Exercise aim:
Nothing but the lines from the one containing "Where can the man standing" to the end of the data should be returned, each exactly as written.

Available records:
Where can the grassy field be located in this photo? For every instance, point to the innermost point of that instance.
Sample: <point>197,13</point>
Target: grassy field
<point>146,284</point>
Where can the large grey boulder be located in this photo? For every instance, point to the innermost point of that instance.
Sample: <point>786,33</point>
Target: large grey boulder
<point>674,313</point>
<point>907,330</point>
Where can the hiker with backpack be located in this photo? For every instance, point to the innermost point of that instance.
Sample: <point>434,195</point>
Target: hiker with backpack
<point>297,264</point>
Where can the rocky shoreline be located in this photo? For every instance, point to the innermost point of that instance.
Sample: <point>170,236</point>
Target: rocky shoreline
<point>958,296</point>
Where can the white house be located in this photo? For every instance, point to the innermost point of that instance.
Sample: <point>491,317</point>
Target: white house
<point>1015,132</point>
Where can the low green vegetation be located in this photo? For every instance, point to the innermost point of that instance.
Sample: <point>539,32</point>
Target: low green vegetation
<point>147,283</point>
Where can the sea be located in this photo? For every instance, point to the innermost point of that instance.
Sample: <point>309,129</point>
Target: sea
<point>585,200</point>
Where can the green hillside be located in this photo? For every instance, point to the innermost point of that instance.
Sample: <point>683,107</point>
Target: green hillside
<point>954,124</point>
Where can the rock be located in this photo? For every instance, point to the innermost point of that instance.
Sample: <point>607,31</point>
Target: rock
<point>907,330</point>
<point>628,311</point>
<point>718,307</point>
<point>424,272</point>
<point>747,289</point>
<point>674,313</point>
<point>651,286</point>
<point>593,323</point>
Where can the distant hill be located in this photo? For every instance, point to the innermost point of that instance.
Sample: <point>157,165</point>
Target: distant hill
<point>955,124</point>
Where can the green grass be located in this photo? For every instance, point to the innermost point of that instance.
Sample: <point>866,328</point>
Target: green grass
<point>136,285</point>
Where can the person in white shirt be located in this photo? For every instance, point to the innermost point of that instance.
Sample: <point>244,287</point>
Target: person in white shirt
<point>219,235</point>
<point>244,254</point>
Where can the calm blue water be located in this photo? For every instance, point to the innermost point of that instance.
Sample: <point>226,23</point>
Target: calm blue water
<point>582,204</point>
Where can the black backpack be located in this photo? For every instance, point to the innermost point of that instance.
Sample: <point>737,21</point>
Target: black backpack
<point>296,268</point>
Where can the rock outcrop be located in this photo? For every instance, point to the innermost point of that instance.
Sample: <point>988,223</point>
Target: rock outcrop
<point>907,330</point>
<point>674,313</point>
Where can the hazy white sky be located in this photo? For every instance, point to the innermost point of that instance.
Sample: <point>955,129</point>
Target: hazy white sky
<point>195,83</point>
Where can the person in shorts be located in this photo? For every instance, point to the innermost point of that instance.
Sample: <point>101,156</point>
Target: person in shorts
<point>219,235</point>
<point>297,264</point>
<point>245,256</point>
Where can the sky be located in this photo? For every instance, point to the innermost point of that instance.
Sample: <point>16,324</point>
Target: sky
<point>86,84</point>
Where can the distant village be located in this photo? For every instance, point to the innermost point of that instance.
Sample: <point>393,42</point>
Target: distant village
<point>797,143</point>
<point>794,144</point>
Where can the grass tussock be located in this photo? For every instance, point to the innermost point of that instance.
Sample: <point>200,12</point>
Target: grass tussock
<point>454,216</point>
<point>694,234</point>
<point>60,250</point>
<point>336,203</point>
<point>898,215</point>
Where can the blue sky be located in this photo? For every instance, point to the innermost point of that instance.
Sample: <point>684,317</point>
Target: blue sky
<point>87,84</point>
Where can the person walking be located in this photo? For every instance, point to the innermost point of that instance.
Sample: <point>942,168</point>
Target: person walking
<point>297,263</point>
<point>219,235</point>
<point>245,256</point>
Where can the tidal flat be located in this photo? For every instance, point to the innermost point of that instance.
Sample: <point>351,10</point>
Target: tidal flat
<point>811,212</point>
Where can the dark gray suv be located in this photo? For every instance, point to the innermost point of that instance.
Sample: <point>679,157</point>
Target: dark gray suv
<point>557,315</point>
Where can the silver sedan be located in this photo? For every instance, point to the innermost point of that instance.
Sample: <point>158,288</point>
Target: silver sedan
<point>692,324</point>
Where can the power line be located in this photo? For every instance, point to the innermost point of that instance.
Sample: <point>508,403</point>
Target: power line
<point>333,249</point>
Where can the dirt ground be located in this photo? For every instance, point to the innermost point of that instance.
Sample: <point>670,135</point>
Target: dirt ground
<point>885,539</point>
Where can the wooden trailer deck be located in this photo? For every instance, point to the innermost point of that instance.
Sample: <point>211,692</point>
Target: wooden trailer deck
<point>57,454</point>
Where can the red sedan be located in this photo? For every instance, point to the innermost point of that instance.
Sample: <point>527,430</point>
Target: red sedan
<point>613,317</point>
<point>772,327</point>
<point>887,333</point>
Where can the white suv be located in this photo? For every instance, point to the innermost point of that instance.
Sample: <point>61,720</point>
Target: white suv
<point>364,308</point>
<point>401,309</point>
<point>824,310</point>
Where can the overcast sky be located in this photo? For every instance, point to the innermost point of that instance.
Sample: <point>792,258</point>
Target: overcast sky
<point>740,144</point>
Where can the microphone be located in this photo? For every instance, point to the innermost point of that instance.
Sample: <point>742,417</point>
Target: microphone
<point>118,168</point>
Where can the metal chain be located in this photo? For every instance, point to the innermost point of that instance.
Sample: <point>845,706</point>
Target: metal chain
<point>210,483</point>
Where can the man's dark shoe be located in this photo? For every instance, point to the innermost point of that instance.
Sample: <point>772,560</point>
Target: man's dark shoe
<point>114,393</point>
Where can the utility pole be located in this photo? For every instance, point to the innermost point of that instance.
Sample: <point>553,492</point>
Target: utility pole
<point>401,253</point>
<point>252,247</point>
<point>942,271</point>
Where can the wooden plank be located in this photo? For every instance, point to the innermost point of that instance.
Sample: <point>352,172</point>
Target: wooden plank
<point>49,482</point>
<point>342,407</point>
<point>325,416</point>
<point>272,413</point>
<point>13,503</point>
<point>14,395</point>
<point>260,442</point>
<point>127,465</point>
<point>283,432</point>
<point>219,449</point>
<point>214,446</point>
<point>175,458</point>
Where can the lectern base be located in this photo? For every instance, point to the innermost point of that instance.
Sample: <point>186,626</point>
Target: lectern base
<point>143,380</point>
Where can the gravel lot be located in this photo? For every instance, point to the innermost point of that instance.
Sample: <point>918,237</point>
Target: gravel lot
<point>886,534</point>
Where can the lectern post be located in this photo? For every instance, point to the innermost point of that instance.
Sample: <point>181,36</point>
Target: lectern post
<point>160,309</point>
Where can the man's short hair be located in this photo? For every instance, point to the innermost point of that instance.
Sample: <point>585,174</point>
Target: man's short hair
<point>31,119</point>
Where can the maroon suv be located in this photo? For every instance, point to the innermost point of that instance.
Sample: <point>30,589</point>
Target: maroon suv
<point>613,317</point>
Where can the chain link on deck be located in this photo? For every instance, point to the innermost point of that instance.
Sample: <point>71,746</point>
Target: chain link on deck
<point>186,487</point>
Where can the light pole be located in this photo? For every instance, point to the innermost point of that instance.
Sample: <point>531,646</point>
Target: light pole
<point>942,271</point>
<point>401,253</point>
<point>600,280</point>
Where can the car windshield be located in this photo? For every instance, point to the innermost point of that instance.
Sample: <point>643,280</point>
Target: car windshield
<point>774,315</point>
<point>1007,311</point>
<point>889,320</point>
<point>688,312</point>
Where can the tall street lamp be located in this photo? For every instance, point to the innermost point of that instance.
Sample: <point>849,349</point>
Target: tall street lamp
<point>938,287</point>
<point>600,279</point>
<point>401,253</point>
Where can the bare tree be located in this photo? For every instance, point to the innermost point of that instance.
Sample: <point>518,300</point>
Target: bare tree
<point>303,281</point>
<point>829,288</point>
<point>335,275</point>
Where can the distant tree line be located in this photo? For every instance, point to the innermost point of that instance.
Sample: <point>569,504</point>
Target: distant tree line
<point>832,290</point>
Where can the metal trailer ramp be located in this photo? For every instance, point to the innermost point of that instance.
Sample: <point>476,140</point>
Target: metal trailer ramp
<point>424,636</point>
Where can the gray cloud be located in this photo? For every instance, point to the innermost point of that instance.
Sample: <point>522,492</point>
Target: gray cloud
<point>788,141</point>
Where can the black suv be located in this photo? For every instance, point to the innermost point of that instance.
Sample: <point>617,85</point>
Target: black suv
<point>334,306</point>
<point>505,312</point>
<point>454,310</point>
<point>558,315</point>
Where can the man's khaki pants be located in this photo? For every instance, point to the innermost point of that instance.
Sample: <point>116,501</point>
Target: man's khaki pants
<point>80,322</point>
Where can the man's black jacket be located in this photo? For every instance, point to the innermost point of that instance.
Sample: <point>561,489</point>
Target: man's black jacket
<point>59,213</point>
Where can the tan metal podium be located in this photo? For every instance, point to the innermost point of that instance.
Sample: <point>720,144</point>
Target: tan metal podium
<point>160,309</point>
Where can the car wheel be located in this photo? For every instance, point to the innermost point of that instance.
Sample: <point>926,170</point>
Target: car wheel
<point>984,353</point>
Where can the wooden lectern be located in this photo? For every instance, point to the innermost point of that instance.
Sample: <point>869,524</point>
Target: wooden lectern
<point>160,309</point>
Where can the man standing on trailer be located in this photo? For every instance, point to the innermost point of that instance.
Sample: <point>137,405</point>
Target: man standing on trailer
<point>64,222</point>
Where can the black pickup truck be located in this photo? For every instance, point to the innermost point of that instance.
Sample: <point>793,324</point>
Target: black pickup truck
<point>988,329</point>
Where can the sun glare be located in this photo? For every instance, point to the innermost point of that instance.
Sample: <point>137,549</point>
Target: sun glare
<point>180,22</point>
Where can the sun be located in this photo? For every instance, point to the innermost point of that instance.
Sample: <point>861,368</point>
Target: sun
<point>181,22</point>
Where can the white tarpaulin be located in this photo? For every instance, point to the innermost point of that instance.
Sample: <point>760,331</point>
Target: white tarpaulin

Written solution:
Where can the man standing on trailer be located in this photo? For every instance, point to the innermost point of that instance.
Sample: <point>137,405</point>
Target: man standing on trailer
<point>64,222</point>
Where can the black pickup truck be located in this photo? For every instance, point to the innermost point of that instance.
Sample: <point>793,324</point>
Target: black pickup truck
<point>988,329</point>
Where can the sun glare be located in this photo? For every instance, point to the innermost point of that instance.
Sample: <point>137,549</point>
Target: sun glare
<point>180,22</point>
Where can the sun be located in this photo? For every instance, point to the innermost point of that instance.
Sample: <point>861,368</point>
Target: sun
<point>181,22</point>
Where can the white tarpaulin be located in this photo? For every instance, point to the innermost point of that instance.
Sample: <point>760,331</point>
Target: white tarpaulin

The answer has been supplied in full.